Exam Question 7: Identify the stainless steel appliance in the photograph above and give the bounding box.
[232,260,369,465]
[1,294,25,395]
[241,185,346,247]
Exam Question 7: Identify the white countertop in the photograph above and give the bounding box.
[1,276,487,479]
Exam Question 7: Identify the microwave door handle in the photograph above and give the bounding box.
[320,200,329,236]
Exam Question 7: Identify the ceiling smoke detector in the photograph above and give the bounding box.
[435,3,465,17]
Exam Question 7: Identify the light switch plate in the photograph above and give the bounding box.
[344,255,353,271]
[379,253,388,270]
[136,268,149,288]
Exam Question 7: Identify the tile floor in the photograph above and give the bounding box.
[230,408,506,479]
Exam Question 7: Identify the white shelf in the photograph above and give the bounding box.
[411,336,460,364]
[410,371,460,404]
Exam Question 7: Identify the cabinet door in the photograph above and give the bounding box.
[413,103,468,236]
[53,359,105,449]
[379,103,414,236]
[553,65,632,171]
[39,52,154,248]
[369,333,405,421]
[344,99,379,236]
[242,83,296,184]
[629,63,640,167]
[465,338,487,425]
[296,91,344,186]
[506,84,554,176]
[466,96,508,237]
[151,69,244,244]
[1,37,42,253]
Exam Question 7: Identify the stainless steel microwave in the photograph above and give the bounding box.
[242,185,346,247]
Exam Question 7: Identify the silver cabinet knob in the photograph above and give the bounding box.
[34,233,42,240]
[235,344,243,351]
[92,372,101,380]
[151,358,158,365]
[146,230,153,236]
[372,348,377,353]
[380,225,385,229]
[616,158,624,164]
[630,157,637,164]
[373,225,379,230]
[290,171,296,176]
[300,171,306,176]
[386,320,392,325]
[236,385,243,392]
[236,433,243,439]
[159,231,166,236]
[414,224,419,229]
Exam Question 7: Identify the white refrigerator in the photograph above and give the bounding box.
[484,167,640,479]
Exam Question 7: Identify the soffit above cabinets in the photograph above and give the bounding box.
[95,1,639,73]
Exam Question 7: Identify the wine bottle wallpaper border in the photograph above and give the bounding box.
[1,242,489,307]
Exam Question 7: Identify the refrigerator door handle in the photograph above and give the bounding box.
§
Go through the material above and set each line down verbatim.

Exam Question 7: Identify the stainless steel appliance in the photograph above and give the bounding box.
[232,260,369,465]
[1,294,25,395]
[241,185,346,247]
Exam Question 7: Identify the white countertop in the photograph above and give the bounding box.
[1,276,487,479]
Exam Question 7: Identify the microwave door handle in the photograph above and give the bounding box.
[320,200,329,236]
Exam Question 7: Identify the ceiling smoke detector in the photograph above and give the bounding box.
[435,3,465,17]
Exam Question 7: Identify the light switch plate in the photograph above and give the bounding box.
[344,255,353,271]
[379,253,388,270]
[136,268,149,288]
Exam Question 7: Identify the tile floor in the photograph above and give the bounding box.
[230,408,506,479]
Exam Question 7: Identify the white shelf in the photograph above and give the bounding box.
[411,336,460,364]
[410,371,460,404]
Exam Question 7: Identify the cabinet door in the photograph above and give the bounding box.
[413,103,468,236]
[53,359,105,449]
[379,103,414,236]
[553,65,632,171]
[39,52,154,248]
[369,333,405,421]
[344,99,379,236]
[242,83,296,184]
[629,63,640,167]
[465,338,487,425]
[296,91,344,186]
[506,84,554,176]
[466,96,508,237]
[151,69,244,244]
[1,37,42,253]
Exam Question 7: Identify the stainless steel microwave in the photograph above and give the bounding box.
[242,185,346,247]
Exam Question 7: Identify the silver cabinet knob in the photograph above and give the bounding box.
[34,233,42,240]
[235,344,243,351]
[92,372,101,380]
[151,358,158,365]
[146,230,153,236]
[372,348,377,353]
[380,225,385,229]
[616,158,624,164]
[630,157,637,164]
[373,225,379,230]
[290,171,296,176]
[300,171,306,176]
[386,320,392,325]
[236,385,243,392]
[236,433,243,439]
[159,231,166,236]
[414,224,419,229]
Exam Question 7: Identify the white refrigerator in the photograph above and give the bounding box.
[484,167,640,479]
Exam Question 7: Identify the soffit above cabinets in the photograph above and give the bounding box.
[95,1,639,73]
Exam Question 7: Identify the wine bottle wallpaper border in the photograph above and give the bounding box.
[1,242,489,307]
Exam Question 7: Identify the refrigerator door handle in the photograph above and give the bounding box.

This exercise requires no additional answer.